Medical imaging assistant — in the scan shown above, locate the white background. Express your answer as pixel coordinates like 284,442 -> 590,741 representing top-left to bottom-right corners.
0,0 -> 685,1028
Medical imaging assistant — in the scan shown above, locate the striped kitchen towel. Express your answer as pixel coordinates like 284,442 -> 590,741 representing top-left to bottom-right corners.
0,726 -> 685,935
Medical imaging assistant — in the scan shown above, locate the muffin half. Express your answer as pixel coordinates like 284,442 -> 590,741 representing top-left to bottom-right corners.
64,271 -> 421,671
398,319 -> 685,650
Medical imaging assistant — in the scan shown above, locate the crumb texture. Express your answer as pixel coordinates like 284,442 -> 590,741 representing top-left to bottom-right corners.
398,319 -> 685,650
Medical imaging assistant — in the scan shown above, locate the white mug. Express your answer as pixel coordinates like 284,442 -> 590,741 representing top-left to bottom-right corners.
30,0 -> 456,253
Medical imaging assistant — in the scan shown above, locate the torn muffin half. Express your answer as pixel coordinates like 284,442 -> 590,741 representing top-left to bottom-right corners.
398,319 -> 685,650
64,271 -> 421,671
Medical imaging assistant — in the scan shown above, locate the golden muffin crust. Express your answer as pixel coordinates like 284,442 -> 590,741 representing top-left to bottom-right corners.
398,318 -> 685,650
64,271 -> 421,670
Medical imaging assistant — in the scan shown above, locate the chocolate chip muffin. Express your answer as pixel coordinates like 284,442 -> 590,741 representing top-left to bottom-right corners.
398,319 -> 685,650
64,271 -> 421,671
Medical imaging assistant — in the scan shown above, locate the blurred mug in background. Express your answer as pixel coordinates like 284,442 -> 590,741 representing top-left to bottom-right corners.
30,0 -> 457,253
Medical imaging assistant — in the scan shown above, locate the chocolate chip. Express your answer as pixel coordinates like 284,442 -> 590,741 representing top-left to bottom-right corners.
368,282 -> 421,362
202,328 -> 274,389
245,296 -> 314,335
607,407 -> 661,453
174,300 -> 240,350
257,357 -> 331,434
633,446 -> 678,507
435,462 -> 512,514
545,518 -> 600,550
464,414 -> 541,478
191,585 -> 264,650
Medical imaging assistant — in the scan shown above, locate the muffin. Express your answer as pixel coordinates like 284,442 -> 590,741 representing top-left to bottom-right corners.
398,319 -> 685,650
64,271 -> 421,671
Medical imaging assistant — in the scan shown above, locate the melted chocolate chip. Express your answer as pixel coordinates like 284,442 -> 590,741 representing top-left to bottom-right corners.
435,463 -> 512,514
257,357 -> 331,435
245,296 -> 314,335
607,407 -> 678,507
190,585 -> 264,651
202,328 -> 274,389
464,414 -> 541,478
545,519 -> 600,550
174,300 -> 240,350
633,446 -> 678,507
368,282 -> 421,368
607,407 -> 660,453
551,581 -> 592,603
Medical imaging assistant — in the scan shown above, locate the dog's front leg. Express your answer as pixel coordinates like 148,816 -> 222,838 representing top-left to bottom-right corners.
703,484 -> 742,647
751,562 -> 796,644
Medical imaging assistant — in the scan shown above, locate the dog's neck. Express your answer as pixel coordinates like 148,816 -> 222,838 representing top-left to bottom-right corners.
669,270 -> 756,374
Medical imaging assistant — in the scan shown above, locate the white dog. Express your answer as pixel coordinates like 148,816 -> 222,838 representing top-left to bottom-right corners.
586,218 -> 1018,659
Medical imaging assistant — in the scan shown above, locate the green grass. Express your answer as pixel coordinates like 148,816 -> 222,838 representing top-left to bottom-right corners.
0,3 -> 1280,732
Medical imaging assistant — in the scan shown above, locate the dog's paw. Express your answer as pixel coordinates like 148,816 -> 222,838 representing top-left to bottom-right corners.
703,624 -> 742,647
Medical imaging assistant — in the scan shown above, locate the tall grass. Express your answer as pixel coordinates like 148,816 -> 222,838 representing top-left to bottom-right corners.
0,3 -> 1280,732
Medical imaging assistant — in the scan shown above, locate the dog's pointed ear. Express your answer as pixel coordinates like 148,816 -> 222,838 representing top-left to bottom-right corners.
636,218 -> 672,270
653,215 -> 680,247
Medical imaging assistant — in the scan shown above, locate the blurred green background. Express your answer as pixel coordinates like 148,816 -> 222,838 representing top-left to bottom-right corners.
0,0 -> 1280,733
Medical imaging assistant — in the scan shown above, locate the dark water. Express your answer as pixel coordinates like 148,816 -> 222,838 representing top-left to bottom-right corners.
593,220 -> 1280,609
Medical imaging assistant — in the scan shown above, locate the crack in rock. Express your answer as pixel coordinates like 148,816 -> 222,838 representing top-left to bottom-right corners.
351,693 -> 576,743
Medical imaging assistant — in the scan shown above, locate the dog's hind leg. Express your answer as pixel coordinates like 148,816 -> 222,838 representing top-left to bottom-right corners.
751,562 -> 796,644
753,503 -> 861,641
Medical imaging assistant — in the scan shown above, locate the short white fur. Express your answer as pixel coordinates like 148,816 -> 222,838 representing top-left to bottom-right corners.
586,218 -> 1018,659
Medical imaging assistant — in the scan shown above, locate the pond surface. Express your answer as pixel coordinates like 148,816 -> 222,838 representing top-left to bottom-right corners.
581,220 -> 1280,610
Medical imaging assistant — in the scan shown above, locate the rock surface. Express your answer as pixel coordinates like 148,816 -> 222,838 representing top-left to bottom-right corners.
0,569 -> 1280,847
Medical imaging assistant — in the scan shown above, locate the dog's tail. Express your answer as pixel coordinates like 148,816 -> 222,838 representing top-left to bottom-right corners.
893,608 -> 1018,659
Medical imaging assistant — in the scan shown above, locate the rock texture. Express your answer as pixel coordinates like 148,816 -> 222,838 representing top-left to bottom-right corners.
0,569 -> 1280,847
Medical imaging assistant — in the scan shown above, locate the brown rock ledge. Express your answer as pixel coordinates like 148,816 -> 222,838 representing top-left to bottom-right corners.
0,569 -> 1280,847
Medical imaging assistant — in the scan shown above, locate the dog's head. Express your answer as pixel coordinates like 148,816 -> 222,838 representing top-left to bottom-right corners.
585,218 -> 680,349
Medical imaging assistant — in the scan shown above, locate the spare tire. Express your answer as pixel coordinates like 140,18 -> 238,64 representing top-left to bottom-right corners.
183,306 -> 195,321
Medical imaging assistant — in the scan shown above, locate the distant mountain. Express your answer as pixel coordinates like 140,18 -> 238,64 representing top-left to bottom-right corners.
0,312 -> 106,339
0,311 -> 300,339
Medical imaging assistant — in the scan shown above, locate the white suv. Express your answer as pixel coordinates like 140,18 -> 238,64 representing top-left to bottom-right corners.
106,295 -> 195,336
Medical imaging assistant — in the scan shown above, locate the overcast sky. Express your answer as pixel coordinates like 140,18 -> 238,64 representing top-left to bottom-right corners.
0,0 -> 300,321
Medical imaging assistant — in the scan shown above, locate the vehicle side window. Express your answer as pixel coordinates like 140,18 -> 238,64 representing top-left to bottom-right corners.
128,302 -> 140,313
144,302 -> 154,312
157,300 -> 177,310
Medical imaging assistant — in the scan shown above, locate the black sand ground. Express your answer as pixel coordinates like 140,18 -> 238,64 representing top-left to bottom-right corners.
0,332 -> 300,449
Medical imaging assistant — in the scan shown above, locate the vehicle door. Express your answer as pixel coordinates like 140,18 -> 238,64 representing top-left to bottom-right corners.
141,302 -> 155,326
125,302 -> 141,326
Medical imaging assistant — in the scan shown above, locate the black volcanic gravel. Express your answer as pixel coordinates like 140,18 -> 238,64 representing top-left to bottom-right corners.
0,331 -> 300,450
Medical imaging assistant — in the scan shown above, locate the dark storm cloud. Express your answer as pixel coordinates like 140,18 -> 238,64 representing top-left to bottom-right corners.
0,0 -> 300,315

* * * * * * * * *

**Do this**:
Write out all of the material above word for word, keeping every line as it stands.

**Answer to this problem**:
Medical imaging assistant — in the scan shown above, locate the white background. Express your answer as pixel coordinates like 284,442 -> 590,741 representing top-left to bottom-right corners.
0,0 -> 685,1028
Medical imaging assistant — in the scan shown above, locate the striped kitchen towel. Express your answer as pixel coordinates like 284,442 -> 590,741 representing top-left to bottom-right corners.
0,726 -> 685,935
Medical imaging assistant — in the scan shown above, locate the muffin half. Express your answer as pixel coordinates like 284,442 -> 590,741 representing top-left to bottom-right corners.
64,271 -> 421,671
398,319 -> 685,650
Medical imaging assistant — in the scan shown above, locate the crumb texture. Express your answer as pixel coordinates like 284,442 -> 590,741 representing top-left to bottom-right corners.
398,319 -> 685,650
Medical imaging assistant — in the scan shown above, locate the white mug. Express your answer as pixel coordinates like 284,442 -> 590,741 representing top-left to bottom-right corners.
30,0 -> 456,253
Medical imaging assistant — in the scan shown above, locate the torn muffin half. Express your answer as pixel coordinates like 284,442 -> 590,741 representing top-left to bottom-right corners.
398,319 -> 685,650
64,271 -> 421,671
Medical imaging assistant — in the scan shown above, locate the golden muffin crust. Express your answer as pixel coordinates like 284,442 -> 590,741 representing top-left to bottom-right corners.
398,318 -> 685,650
64,271 -> 421,670
Medical imaging assistant — in the scan shown above, locate the chocolate chip muffin. Express your answer as pixel coordinates like 284,442 -> 590,741 representing top-left to bottom-right corners.
398,319 -> 685,650
64,271 -> 421,671
Medical imaging assistant — in the scan shown above, locate the blurred mug in background. Express your answer as pixel coordinates like 284,442 -> 590,741 representing top-left to bottom-right corners.
30,0 -> 457,253
Medical imaging assistant — in the scan shown above, locate the chocolate chip. Express your answer as pixel coordinates like 284,442 -> 590,741 representing top-left to bottom-right corners.
368,282 -> 421,362
202,328 -> 274,389
245,296 -> 314,335
607,407 -> 661,453
174,300 -> 240,350
257,357 -> 331,434
633,446 -> 678,507
435,462 -> 512,514
545,518 -> 600,550
464,414 -> 541,478
191,585 -> 264,650
Medical imaging assistant — in the scan shown above, locate the muffin. Express your answer as pixel coordinates like 284,442 -> 590,741 representing top-left to bottom-right corners.
398,319 -> 685,650
64,271 -> 421,671
Medical imaging assistant — in the scan shown above, locate the melted chocolate chip. Express your answer as pixel coordinates like 284,442 -> 590,741 representing top-left to bottom-right corners.
435,463 -> 512,514
257,357 -> 331,435
245,296 -> 314,335
607,407 -> 678,507
190,585 -> 264,651
202,328 -> 274,389
464,414 -> 541,478
545,519 -> 600,550
174,300 -> 240,350
633,446 -> 678,507
368,282 -> 421,368
607,407 -> 660,453
551,581 -> 592,603
Medical imaging assistant — in the scan shown above, locate the dog's front leg. Express your answer as pixel coordinates like 148,816 -> 222,838 representing top-left to bottom-right corners.
703,484 -> 742,647
751,562 -> 796,644
Medical imaging assistant — in the scan shown above, locate the dog's neck. Express your answer as pixel coordinates like 148,816 -> 222,838 representing top-left to bottom-right corners.
669,270 -> 756,374
Medical imaging assistant — in the scan shown above, locate the white dog. Express your answer as pixel coordinates like 148,816 -> 222,838 representing top-left to bottom-right corners.
586,218 -> 1018,659
Medical imaging assistant — in the scan shown above, locate the green grass. Express your answer as pixel coordinates like 148,816 -> 222,838 representing top-left to bottom-right corners.
0,3 -> 1280,732
Medical imaging assistant — in the scan shown above, locate the dog's paw. Express your answer as pixel coordinates like 148,816 -> 222,838 representing top-left to bottom-right corners.
703,624 -> 742,647
Medical imaging assistant — in the scan shown above, locate the tall grass. Express your answer as pixel coordinates like 148,816 -> 222,838 representing top-left to bottom-right corners.
0,3 -> 1280,732
Medical imaging assistant — in the scan shown above, locate the dog's pointed ear. Express your answer as pixel coordinates like 148,816 -> 222,838 representing top-left to bottom-right corners.
636,218 -> 672,270
653,215 -> 680,247
Medical imaging assistant — in the scan shown above, locate the blurred green background. Express your answer as pixel coordinates like 148,816 -> 222,838 representing top-left to bottom-right corners.
0,0 -> 1280,733
Medical imaging assistant — in the scan shown above, locate the dark water. Express your answer as pixel coordinates like 148,816 -> 222,838 representing top-left to bottom-right corners.
593,220 -> 1280,609
Medical imaging assistant — in the scan shown above, locate the crack in rock. Express your answer as pixel coordinates like 148,816 -> 222,838 representing top-left to bottom-right corners.
351,693 -> 576,743
Medical imaging assistant — in the scan shown above, locate the dog's hind leg. Express your answer as pixel coordinates like 148,816 -> 222,838 representing top-left to bottom-right corners.
751,562 -> 796,644
753,503 -> 861,641
Medical imaging assistant — in the scan shown above, locate the short white fur. Express your answer as pixel coordinates like 148,816 -> 222,838 representing top-left to bottom-right corners.
586,218 -> 1018,659
Medical imaging assistant — in the scan shown above, locate the pond surface. Express your answer as pixel coordinates like 148,816 -> 222,838 representing top-left to bottom-right corners.
581,220 -> 1280,610
Medical imaging assistant — in the scan shown above, locate the rock surface. Express your answer as pixel coordinates like 148,816 -> 222,838 representing top-left to bottom-right corners.
0,569 -> 1280,847
Medical imaging assistant — in the scan shown above, locate the dog's tail. Express your answer as pixel coordinates like 148,816 -> 222,838 representing top-left to bottom-right corners.
893,608 -> 1018,659
Medical imaging assistant — in the scan shown above, locate the rock texture. Express your answer as pixel coordinates like 148,816 -> 222,838 representing top-left to bottom-right corners.
0,569 -> 1280,847
Medical imaging assistant — in the scan shown above, locate the brown rock ledge. Express your answer as pixel coordinates like 148,816 -> 222,838 representing top-left to bottom-right corners.
0,569 -> 1280,847
Medical imaging assistant — in the scan shown above, locate the dog's head. Express your answer as pixel coordinates like 148,816 -> 222,838 representing top-left to bottom-right corners.
585,218 -> 680,349
Medical imaging assistant — in the scan shown above, locate the spare tire. Express your answer as pixel coordinates like 140,18 -> 238,64 representing top-left to bottom-right corners.
183,306 -> 195,321
Medical imaging assistant — in the scan shown above, locate the distant mountain. Express your answer as pixel coordinates like 140,18 -> 238,64 representing top-left to bottom-right corners.
0,312 -> 106,339
0,311 -> 300,339
Medical imaging assistant — in the scan shown above, locate the white suv. Express your answer as pixel coordinates like 140,18 -> 238,64 representing top-left to bottom-right corners.
106,295 -> 195,336
Medical imaging assistant — in the scan shown above, locate the overcast sky. Express your answer as pixel coordinates like 140,18 -> 238,64 representing top-left to bottom-right corners.
0,0 -> 300,321
Medical imaging assistant — in the scan shown above, locate the vehicle side window. Express your answer as pixel coordinates like 140,18 -> 238,64 representing top-left to bottom-right corners.
128,302 -> 140,313
144,302 -> 154,312
157,300 -> 177,310
Medical imaging assistant — in the scan shown above, locate the black sand ground. Express your answer as pixel coordinates like 140,18 -> 238,64 representing top-left to bottom-right corners.
0,332 -> 300,449
Medical imaging assistant — in the scan shown above, locate the vehicle door. Express your answer as pixel coordinates like 140,18 -> 238,64 representing top-left to bottom-right corners.
141,302 -> 155,326
125,302 -> 141,326
Medical imaging assistant — in the scan shown above, locate the black volcanic gravel. Express your answer as pixel coordinates like 140,18 -> 238,64 representing top-left to bottom-right corners.
0,331 -> 300,450
Medical imaging assistant — in the scan shown above, locate the dark storm cloud. Express your answer as pixel coordinates like 140,18 -> 238,64 representing top-left to bottom-right corners.
0,0 -> 300,315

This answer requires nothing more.